Entries from a point annotation set:
⟨

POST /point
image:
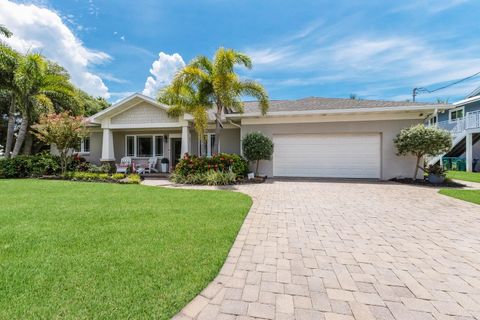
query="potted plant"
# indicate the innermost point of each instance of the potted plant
(436, 174)
(164, 164)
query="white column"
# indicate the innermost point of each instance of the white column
(185, 141)
(107, 146)
(469, 152)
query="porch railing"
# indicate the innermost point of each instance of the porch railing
(473, 120)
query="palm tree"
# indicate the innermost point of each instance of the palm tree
(183, 98)
(217, 84)
(5, 32)
(40, 89)
(9, 60)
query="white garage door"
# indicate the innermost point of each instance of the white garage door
(327, 155)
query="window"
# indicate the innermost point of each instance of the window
(456, 114)
(205, 146)
(84, 145)
(159, 145)
(130, 148)
(144, 146)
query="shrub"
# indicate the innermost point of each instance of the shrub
(108, 168)
(211, 177)
(421, 141)
(256, 147)
(101, 177)
(214, 178)
(221, 162)
(134, 178)
(118, 176)
(29, 166)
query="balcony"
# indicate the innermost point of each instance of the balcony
(458, 127)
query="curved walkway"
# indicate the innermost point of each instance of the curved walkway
(348, 250)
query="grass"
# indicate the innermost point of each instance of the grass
(71, 250)
(465, 195)
(465, 176)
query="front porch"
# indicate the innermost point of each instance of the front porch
(142, 144)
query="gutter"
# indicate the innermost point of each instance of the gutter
(340, 111)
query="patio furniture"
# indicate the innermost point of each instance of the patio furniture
(124, 165)
(149, 166)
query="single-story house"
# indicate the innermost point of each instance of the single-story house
(313, 137)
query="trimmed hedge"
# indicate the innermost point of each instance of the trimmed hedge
(102, 177)
(24, 166)
(211, 178)
(219, 169)
(191, 164)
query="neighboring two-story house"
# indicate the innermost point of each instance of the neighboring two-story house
(463, 121)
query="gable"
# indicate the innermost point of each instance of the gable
(142, 113)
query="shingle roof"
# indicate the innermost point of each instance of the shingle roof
(314, 103)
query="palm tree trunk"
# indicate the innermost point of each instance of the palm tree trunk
(10, 128)
(218, 127)
(416, 168)
(21, 136)
(27, 148)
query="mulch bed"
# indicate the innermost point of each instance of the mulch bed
(252, 181)
(425, 183)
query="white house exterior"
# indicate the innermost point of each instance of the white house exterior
(313, 137)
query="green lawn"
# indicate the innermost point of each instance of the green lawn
(465, 176)
(72, 250)
(466, 195)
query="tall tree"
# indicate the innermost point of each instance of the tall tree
(9, 61)
(217, 82)
(41, 87)
(186, 98)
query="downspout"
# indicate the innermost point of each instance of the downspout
(240, 127)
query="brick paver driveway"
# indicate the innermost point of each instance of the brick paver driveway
(349, 250)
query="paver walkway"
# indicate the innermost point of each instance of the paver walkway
(341, 250)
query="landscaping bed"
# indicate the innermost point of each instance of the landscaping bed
(85, 251)
(465, 176)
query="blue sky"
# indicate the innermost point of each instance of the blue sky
(377, 49)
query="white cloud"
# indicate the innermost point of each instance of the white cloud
(367, 62)
(430, 6)
(42, 30)
(162, 72)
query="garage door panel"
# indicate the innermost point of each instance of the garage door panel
(320, 155)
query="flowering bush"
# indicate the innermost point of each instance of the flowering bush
(29, 166)
(219, 169)
(223, 162)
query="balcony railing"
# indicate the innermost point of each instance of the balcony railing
(471, 121)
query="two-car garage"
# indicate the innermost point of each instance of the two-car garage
(354, 155)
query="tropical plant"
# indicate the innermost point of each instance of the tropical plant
(420, 141)
(256, 147)
(9, 61)
(42, 87)
(205, 84)
(62, 130)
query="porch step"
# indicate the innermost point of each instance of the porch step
(159, 175)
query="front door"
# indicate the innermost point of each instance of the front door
(176, 150)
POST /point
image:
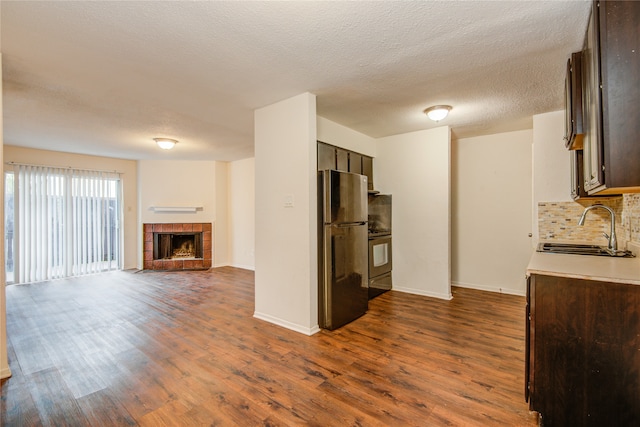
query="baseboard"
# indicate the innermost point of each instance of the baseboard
(286, 324)
(244, 267)
(497, 289)
(5, 373)
(422, 292)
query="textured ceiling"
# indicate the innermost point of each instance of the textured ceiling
(104, 78)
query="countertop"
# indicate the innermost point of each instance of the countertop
(607, 269)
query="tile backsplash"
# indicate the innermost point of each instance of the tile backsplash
(558, 221)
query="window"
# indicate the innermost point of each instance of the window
(65, 222)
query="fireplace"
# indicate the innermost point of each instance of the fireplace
(177, 246)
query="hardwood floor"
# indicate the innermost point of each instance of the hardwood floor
(182, 348)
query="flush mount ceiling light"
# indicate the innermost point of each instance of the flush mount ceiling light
(437, 112)
(165, 143)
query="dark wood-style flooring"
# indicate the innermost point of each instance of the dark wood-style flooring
(181, 349)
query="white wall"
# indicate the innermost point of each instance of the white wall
(176, 183)
(341, 136)
(5, 372)
(286, 279)
(491, 202)
(551, 163)
(128, 168)
(242, 213)
(415, 169)
(221, 222)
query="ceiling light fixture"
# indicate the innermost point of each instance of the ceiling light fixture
(437, 112)
(165, 143)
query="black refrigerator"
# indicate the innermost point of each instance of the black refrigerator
(343, 254)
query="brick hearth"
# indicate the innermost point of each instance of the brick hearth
(177, 264)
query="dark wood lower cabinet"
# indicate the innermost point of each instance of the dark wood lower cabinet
(583, 352)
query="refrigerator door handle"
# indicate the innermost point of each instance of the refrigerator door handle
(349, 224)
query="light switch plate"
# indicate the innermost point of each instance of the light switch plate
(288, 200)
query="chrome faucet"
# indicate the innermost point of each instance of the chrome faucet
(613, 241)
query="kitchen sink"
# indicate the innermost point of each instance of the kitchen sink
(576, 249)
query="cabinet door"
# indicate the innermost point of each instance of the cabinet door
(326, 156)
(593, 162)
(584, 354)
(367, 169)
(573, 103)
(355, 162)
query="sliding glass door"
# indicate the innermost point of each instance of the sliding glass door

⟩

§ Task goal
Write every record out again exactly; no pictures belong in the copy.

§ Result of the task
POST /point
image:
query="potted plant"
# indicate the innermost point of each instance of the potted plant
(436, 174)
(164, 164)
query="white column"
# indicate the innermost point of each instance of the white column
(185, 141)
(107, 146)
(469, 152)
query="porch railing"
# indicate the innermost point of each instance of the porch railing
(473, 120)
query="palm tree"
# indicate the innermost point of each instance of the palm tree
(183, 98)
(217, 84)
(5, 32)
(40, 89)
(9, 60)
query="white garage door"
# indicate the innermost point of each instance of the white garage door
(327, 155)
query="window"
# indicate the innermost point of each instance of the window
(456, 114)
(205, 146)
(84, 145)
(159, 145)
(130, 148)
(144, 146)
query="shrub"
# indicate the innermost point of each instance of the shrub
(108, 168)
(211, 177)
(421, 141)
(256, 147)
(101, 177)
(214, 178)
(221, 162)
(134, 178)
(118, 176)
(29, 166)
query="balcony"
# indicate the innermost point of each instance of the balcony
(458, 127)
query="curved walkway"
# indicate the innermost point of each instance of the curved walkway
(348, 250)
query="grass"
# indicate the innermost point of each instance of the grass
(71, 250)
(465, 195)
(465, 176)
query="front porch"
# indicate the innermost point of each instance of the front porch
(142, 144)
query="gutter"
# indicate the innermost point of each instance of the gutter
(340, 111)
query="patio furniture"
# indicate the innermost point of each instance of the patio furniture
(124, 165)
(149, 166)
query="single-story house"
# indicate the innermost point of each instance of the single-story house
(313, 137)
query="trimmed hedge"
# indicate the innermost point of each instance of the trimmed hedge
(102, 177)
(24, 166)
(211, 178)
(219, 169)
(191, 164)
query="neighboring two-story house"
# indicate the innermost point of each instance of the neighboring two-story house
(463, 121)
query="gable"
# indicate the innermost point of each instance of the gable
(142, 113)
query="shingle roof"
# indicate the innermost point of each instance of the shingle roof
(314, 103)
query="palm tree trunk"
# indicate the innermost point of each instance of the palm tree trunk
(10, 128)
(218, 127)
(416, 168)
(21, 136)
(27, 148)
query="mulch bed"
# indicate the innermost point of each instance of the mulch bed
(252, 181)
(425, 183)
query="white house exterior"
# indicate the innermost point of each instance of the white house exterior
(313, 137)
query="green lawn"
# indicate the innermost point of each instance of the green lawn
(465, 176)
(72, 250)
(466, 195)
query="tall tree"
# indicate the innermost point of each instance of the tall tree
(9, 61)
(217, 82)
(41, 87)
(186, 98)
query="downspout"
# indicate the innermost point of each instance of the downspout
(240, 127)
query="brick paver driveway"
# indicate the innermost point of each instance of the brick paver driveway
(349, 250)
query="paver walkway"
# indicate the innermost point of each instance of the paver walkway
(341, 250)
query="landscaping bed"
# indicate the innermost point of each instance of the landscaping bed
(85, 251)
(465, 176)
query="blue sky"
# indicate the innermost point of each instance of the blue sky
(377, 49)
query="white cloud"
# indicate the innermost point of each instance of the white cloud
(367, 62)
(430, 6)
(42, 30)
(162, 72)
query="garage door panel"
# indicate the innermost point of each instance of the garage door panel
(320, 155)
query="flowering bush"
# indicate the innermost point of each instance of the flowering bush
(29, 166)
(219, 169)
(223, 162)
query="balcony railing"
# indicate the innermost point of each instance of the balcony railing
(471, 121)
query="two-car garage"
# indicate the innermost point of each instance of the two-car garage
(354, 155)
query="tropical plant"
# indicate the innermost point of each instance of the tropical plant
(420, 141)
(256, 147)
(9, 61)
(42, 87)
(205, 84)
(62, 130)
query="porch step"
# indicate the innermost point of each instance of the porch step
(159, 175)
query="front door"
# indicate the innermost point of each instance of the front door
(176, 150)
POST /point
image:
query="baseboard"
# indicate the innermost point of each instance of the baseboard
(286, 324)
(244, 267)
(497, 289)
(5, 373)
(422, 292)
query="textured ceiling"
# indicate the innermost point of each instance of the textured ceiling
(104, 78)
query="countertop"
# indicate the innermost point of each instance of the countertop
(607, 269)
query="tile backsplash"
# indicate the innermost point of each instance of the tile backsplash
(558, 221)
query="window"
# indicate the innermost point of each instance of the window
(65, 222)
query="fireplace"
# indicate the innermost point of each instance of the fireplace
(177, 246)
query="hardwood floor"
# indicate the innermost point of each instance of the hardwood floor
(182, 348)
query="flush mount ceiling light"
# indicate the innermost point of each instance of the flush mount ceiling light
(437, 112)
(165, 143)
query="dark wood-style flooring"
# indicate the innermost point of each instance of the dark wood-style flooring
(181, 349)
query="white wall"
# indicate the innermost point of each instance of the white wall
(176, 183)
(341, 136)
(5, 372)
(286, 279)
(491, 202)
(551, 163)
(128, 168)
(242, 213)
(415, 169)
(221, 222)
query="ceiling light fixture"
# indicate the innermost point of each instance of the ceiling light fixture
(437, 112)
(165, 143)
query="black refrigerator"
# indicate the innermost point of each instance of the black refrigerator
(343, 254)
query="brick hearth"
# indicate the innermost point of each instance of the brick hearth
(177, 264)
query="dark wood lower cabinet"
# indicate the innermost point of each instance of the dark wood lower cabinet
(583, 352)
query="refrigerator door handle"
# indicate the innermost point of each instance of the refrigerator door handle
(349, 224)
query="light switch plate"
# indicate the innermost point of each instance of the light switch plate
(288, 200)
query="chrome faucet"
# indicate the innermost point of each instance of the chrome faucet
(613, 241)
query="kitchen sink"
# indicate the innermost point of each instance of the kitchen sink
(576, 249)
query="cabinet door"
# indicate the innermost point of each instance of the cabinet door
(326, 156)
(593, 162)
(584, 354)
(367, 169)
(573, 103)
(355, 162)
query="sliding glass door"
# indicate the innermost point of each instance of the sliding glass door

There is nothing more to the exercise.